TASK DATA ->
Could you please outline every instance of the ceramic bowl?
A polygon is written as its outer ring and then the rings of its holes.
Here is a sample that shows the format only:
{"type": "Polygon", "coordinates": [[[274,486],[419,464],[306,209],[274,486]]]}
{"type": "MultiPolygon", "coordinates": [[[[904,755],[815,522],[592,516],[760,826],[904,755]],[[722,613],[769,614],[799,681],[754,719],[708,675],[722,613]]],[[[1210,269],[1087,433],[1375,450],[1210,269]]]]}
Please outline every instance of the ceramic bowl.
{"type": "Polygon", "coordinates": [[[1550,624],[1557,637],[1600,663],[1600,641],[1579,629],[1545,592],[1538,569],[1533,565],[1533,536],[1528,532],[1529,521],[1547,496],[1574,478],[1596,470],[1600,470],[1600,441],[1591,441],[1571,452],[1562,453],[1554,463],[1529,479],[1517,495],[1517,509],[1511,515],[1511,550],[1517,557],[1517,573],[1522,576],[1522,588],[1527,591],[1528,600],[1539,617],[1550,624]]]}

--

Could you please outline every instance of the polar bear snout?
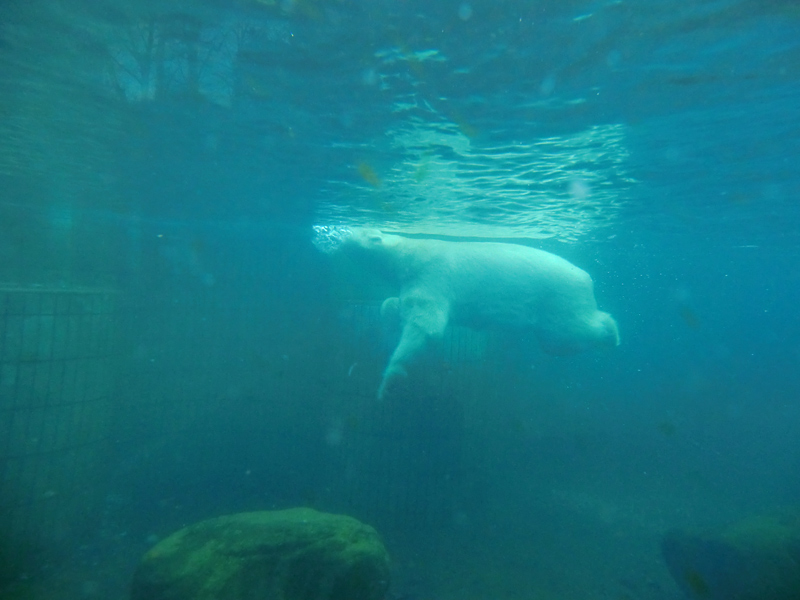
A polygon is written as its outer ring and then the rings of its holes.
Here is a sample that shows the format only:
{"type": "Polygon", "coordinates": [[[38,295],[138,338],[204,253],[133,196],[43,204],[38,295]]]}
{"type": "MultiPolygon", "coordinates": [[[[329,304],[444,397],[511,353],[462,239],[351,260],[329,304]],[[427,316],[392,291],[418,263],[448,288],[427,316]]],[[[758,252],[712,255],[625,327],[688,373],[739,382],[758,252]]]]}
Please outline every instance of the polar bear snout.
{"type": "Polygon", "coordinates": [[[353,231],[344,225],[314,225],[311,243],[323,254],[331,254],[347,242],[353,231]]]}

PROBLEM STATEMENT ->
What lines in the material mention "MultiPolygon"? Copy every one of them.

YOUR RESPONSE ->
{"type": "MultiPolygon", "coordinates": [[[[904,755],[815,522],[592,516],[760,826],[904,755]],[[722,613],[769,614],[799,681],[754,719],[708,675],[722,613]]],[[[1210,269],[1087,433],[1375,450],[1210,269]]]]}
{"type": "MultiPolygon", "coordinates": [[[[329,304],[444,397],[511,353],[462,239],[351,260],[329,304]],[[427,316],[392,291],[418,263],[448,288],[427,316]]],[[[758,252],[712,255],[625,327],[688,373],[739,382],[758,252]]]]}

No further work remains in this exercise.